## 理解自测:
a) 请将正文中从“APETx2对感染后肠易激综合征小鼠内脏敏感性的作用及机制”起、至“选择性阻断剂APETx2对 PI-IBS 小鼠内脏超敏反应的调节作用。”为止（含这两处）的内容一字不差地抄写下来。
b) 能否把正文中以“酸敏感离子通道 (acid sensing ion channels,ASICs)”开头的那一段压缩成要点列表，同时保留其主要事实？

*** 正文 ***

APETx2对感染后肠易激综合征小鼠内脏敏感性的作用及机制

肖红云,李 欢,闫 波,潘 颖,田平平,袁丽萍,3

感染后肠易激综合征(post-infection irritable bowel syndrome,PI-IBS)是一种常见的功能性胃肠道疾病,其特征是在急性胃肠炎发作后出现慢性间歇性腹痛、结肠运动障碍和肠道习惯改变[1]。据报道,约3.7%～36.0%的IBS患者有急性胃肠炎或寄生虫感染病史。IBS 的病理生理机制尚未完全阐明,大量研究[2]表明,肠道黏膜的低度炎症、肠道黏膜屏障的功能障碍和内脏高敏感在介导PI-IBS的发病机制中起着重要作用。目前IBS的治疗方法主要是暂时缓解症状,药物治疗对腹痛和腹胀等症状疗效不确切。

酸敏感离子通道 (acid sensing ion channels,ASICs) 主要是由细胞外酸化激活的质子门控阳离子通道,可以检测因组织损伤、炎症、缺血等发生的组织酸中毒,从而激活周围的痛觉神经并将疼痛信号传输到中枢[3]。ASICs在整个疼痛通路中广泛表达,特别是酸敏感离子通道 3(acid sensing ion channel 3,ASIC3)在周围神经系统中广泛分布。研究表明抑制ASIC3在胃肠道的表达,可以降低IBS的结肠扩张压力和内脏超敏反应。该研究旨在探讨一种强效的 ASIC3 选择性阻断剂APETx2对 PI-IBS 小鼠内脏超敏反应的调节作用。

*** 来源信息 ***

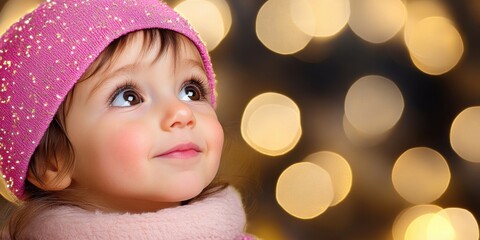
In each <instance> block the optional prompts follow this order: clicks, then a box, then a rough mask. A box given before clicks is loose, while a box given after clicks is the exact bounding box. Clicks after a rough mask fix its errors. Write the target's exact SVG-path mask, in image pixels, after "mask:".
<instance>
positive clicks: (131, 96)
mask: <svg viewBox="0 0 480 240" xmlns="http://www.w3.org/2000/svg"><path fill="white" fill-rule="evenodd" d="M142 102H143V99H142V97H141V96H140V94H138V93H137V92H136V91H135V90H133V89H121V90H119V91H117V93H116V94H115V95H114V96H113V99H112V102H111V104H110V105H111V106H113V107H130V106H134V105H137V104H139V103H142Z"/></svg>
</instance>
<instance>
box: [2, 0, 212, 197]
mask: <svg viewBox="0 0 480 240" xmlns="http://www.w3.org/2000/svg"><path fill="white" fill-rule="evenodd" d="M148 28H161V29H169V30H173V31H176V32H179V33H181V34H183V35H185V36H186V37H188V38H189V39H190V40H191V41H192V42H193V43H194V44H195V46H196V47H197V49H198V51H199V53H200V55H201V57H202V60H203V63H204V65H205V69H206V73H207V76H208V80H209V84H210V88H211V90H212V91H211V93H212V94H211V96H210V97H211V100H212V103H213V104H215V96H214V91H213V89H214V73H213V70H212V65H211V62H210V57H209V56H208V51H207V49H206V48H205V45H204V44H203V43H202V41H201V40H200V39H199V37H198V35H197V33H196V32H195V30H193V28H192V27H191V26H190V25H189V24H188V23H187V21H186V20H185V19H183V18H182V17H180V16H179V15H178V14H177V13H176V12H174V11H173V10H172V9H171V8H169V7H168V6H167V5H166V4H164V3H162V2H160V1H159V0H50V1H47V2H46V3H43V4H41V5H40V6H39V7H38V8H37V9H35V10H34V11H33V12H32V13H30V14H27V15H26V16H24V17H23V18H22V19H20V21H19V22H17V23H15V24H14V25H12V26H11V27H10V29H8V30H7V32H6V33H5V34H4V35H3V36H1V38H0V81H1V82H0V84H1V86H0V123H1V125H0V169H1V172H2V174H3V178H4V179H5V182H6V184H7V187H8V188H9V189H10V191H11V192H13V193H14V194H15V195H16V196H17V197H18V198H20V199H21V198H22V196H23V193H24V183H25V179H26V175H27V171H28V163H29V160H30V158H31V156H32V154H33V152H34V150H35V148H36V147H37V146H38V143H39V142H40V140H41V139H42V137H43V135H44V133H45V131H46V129H47V128H48V126H49V124H50V122H51V121H52V119H53V117H54V115H55V113H56V112H57V109H58V107H59V106H60V104H61V103H62V102H63V100H64V98H65V96H66V95H67V93H68V92H69V91H70V89H71V88H72V87H73V85H74V84H75V83H76V82H77V80H78V79H79V78H80V76H81V75H82V74H83V73H84V72H85V70H86V69H87V68H88V67H89V66H90V64H91V63H92V62H93V61H94V60H95V59H96V58H97V56H98V55H99V54H100V53H101V52H102V50H104V49H105V48H106V47H107V46H108V45H109V44H110V43H111V42H112V41H113V40H115V39H116V38H118V37H120V36H122V35H125V34H127V33H129V32H132V31H135V30H140V29H148Z"/></svg>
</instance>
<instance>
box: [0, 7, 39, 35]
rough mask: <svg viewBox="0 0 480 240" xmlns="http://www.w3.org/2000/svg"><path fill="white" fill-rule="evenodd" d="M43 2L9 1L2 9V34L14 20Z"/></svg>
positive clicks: (2, 33) (31, 10) (1, 16)
mask: <svg viewBox="0 0 480 240" xmlns="http://www.w3.org/2000/svg"><path fill="white" fill-rule="evenodd" d="M41 2H43V1H42V0H22V1H15V0H10V1H7V3H6V4H5V6H4V7H3V9H1V11H0V35H2V34H3V33H4V32H5V31H7V29H8V28H9V27H10V25H12V24H13V23H14V22H16V21H18V20H19V19H20V18H21V17H22V16H23V15H25V14H26V13H28V12H31V11H32V10H33V9H35V7H36V6H37V5H38V4H40V3H41Z"/></svg>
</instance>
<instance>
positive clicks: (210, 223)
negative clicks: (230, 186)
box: [26, 187, 250, 239]
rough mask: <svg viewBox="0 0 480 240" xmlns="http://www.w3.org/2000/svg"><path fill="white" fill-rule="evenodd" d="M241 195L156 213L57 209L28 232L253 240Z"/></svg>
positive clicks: (67, 236) (154, 238)
mask: <svg viewBox="0 0 480 240" xmlns="http://www.w3.org/2000/svg"><path fill="white" fill-rule="evenodd" d="M245 219H246V218H245V212H244V210H243V205H242V201H241V199H240V195H239V194H238V192H237V191H236V190H235V189H233V188H232V187H228V188H226V189H224V190H222V191H220V192H218V193H215V194H213V195H211V196H209V197H207V198H205V199H203V200H200V201H197V202H192V203H190V204H188V205H184V206H179V207H175V208H169V209H162V210H160V211H158V212H154V213H141V214H128V213H126V214H116V213H101V212H98V211H97V212H91V211H86V210H83V209H80V208H77V207H57V208H55V209H52V210H49V211H47V212H46V213H45V214H42V215H41V217H39V218H38V219H37V220H36V221H34V222H33V224H32V225H30V226H29V227H28V229H27V231H26V235H27V236H26V238H27V239H250V237H248V236H246V235H245V234H244V227H245V221H246V220H245Z"/></svg>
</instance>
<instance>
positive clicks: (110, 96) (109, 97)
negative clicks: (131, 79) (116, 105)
mask: <svg viewBox="0 0 480 240" xmlns="http://www.w3.org/2000/svg"><path fill="white" fill-rule="evenodd" d="M128 89H131V90H134V91H138V90H137V89H138V88H137V85H136V84H135V83H134V82H133V81H131V80H127V81H125V82H123V83H121V84H119V85H117V87H115V91H113V93H112V94H111V95H110V97H109V98H108V105H112V103H113V101H114V100H115V98H116V97H117V95H118V94H120V93H121V92H122V91H124V90H128Z"/></svg>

***

## 逐题结果:
a)
APETx2对感染后肠易激综合征小鼠内脏敏感性的作用及机制

肖红云,李 欢,闫 波,潘 颖,田平平,袁丽萍,3

感染后肠易激综合征(post-infection irritable bowel syndrome,PI-IBS)是一种常见的功能性胃肠道疾病,其特征是在急性胃肠炎发作后出现慢性间歇性腹痛、结肠运动障碍和肠道习惯改变[1]。据报道,约3.7%～36.0%的IBS患者有急性胃肠炎或寄生虫感染病史。IBS 的病理生理机制尚未完全阐明,大量研究[2]表明,肠道黏膜的低度炎症、肠道黏膜屏障的功能障碍和内脏高敏感在介导PI-IBS的发病机制中起着重要作用。目前IBS的治疗方法主要是暂时缓解症状,药物治疗对腹痛和腹胀等症状疗效不确切。

酸敏感离子通道 (acid sensing ion channels,ASICs) 主要是由细胞外酸化激活的质子门控阳离子通道,可以检测因组织损伤、炎症、缺血等发生的组织酸中毒,从而激活周围的痛觉神经并将疼痛信号传输到中枢[3]。ASICs在整个疼痛通路中广泛表达,特别是酸敏感离子通道 3(acid sensing ion channel 3,ASIC3)在周围神经系统中广泛分布。研究表明抑制ASIC3在胃肠道的表达,可以降低IBS的结肠扩张压力和内脏超敏反应。该研究旨在探讨一种强效的 ASIC3 选择性阻断剂APETx2对 PI-IBS 小鼠内脏超敏反应的调节作用。

b)
- ASICs主要是由细胞外酸化激活的质子门控阳离子通道。
- 它们能检测组织损伤、炎症、缺血等引起的组织酸中毒，进而激活周围痛觉神经，把疼痛信号传到中枢。
- ASICs在整个疼痛通路中广泛表达，其中ASIC3在周围神经系统中分布广泛。
- 研究表明，抑制ASIC3在胃肠道的表达，可降低IBS的结肠扩张压力和内脏超敏反应。
- 该研究旨在探讨强效ASIC3选择性阻断剂APETx2对PI-IBS小鼠内脏超敏反应的调节作用。